■ **Objectif 1**: Recopiez l'extrait sur La Part du héros depuis « Après le best-seller La » jusqu'à « part de héros. » inclus.
■ **Objectif 2**: D'après l'extrait sur La Part du héros, quel est le titre du best-seller qu'Andrea Marcolongo a écrit avant ?
■ **Objectif 3**: Reprenez l'extrait sur La Part du héros là où il s'arrête et écrivez la suite.

■ **Extrait fourni**:
Sur l’Argô d’Andrea Marcolongo : La Part du héros et les Argonautiques

« La mesure héroïque était donnée par l’expérience du dépassement de soi, et non par le résultat. « 

Après le best-seller La Langue géniale où elle a montré combien les traces laissées par le monde grec sont profondes, Andrea Marcolongo raconte son voyage personnel vers cette Ithaque tant convoitée que représente pour tous l’âge adulte. Renouant les fils entre la nuit des temps et aujourd’hui, elle nous invite à converser avec le mythe et à trouver notre part de héros.

Embarquons à ses côtés,

et parcourons ce récit inclassable, tour à tour érudit, émouvant, précis, déterminé et généreux.

Une langue ancienne, la mer

La mer est une langue ancienne qui nous parle.
Et ses mots tracent la carte qu’il nous faut déchiffrer.
Elle n’a pas de fin, mais d’infinis commencements appelés horizons.
Elle connaît l’art de l’enchantement, de l’étonnement, de la peur, de l’impatience et de l’attente.

■ **Données fournies**:
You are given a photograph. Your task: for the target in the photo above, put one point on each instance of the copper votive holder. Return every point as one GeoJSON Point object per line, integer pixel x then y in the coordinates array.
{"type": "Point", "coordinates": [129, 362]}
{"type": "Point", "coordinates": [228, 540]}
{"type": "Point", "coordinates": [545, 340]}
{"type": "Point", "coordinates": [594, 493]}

* * *

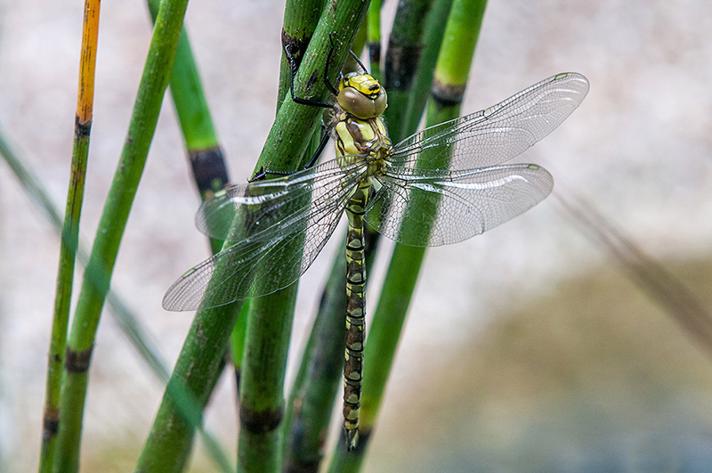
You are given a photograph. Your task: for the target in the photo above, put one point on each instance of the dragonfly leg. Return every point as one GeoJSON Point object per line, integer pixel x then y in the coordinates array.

■ **Réponse 1**:
Après le best-seller La Langue géniale où elle a montré combien les traces laissées par le monde grec sont profondes, Andrea Marcolongo raconte son voyage personnel vers cette Ithaque tant convoitée que représente pour tous l’âge adulte. Renouant les fils entre la nuit des temps et aujourd’hui, elle nous invite à converser avec le mythe et à trouver notre part de héros.

■ **Réponse 2**: La Langue géniale.

■ **Réponse 3**:
Elle engloutit les navires, dispense ses dons, nous surprend avec des ports qui ne figurent pas sur les cartes faites par d’autres que nous.
Elle se fait douce dans ses vagues et cruelle dans ses tempêtes ; son eau est salée comme la sueur de l’effort, comme les larmes d’avoir tant ri, comme les pleurs d’avoir trop souffert.
Le navire est magnifique et, sur la coque, il y a ton nom à la peinture blanche. Durant ce voyage, tu es tout simplement toi-même.
Tu vas bientôt gagner ton port, la raison pour laquelle tu as traversé toute cette eau. Une nouvelle vie t’attend à l’arrivée, celle que tu avais toujours désirée avant de relever le défi du départ.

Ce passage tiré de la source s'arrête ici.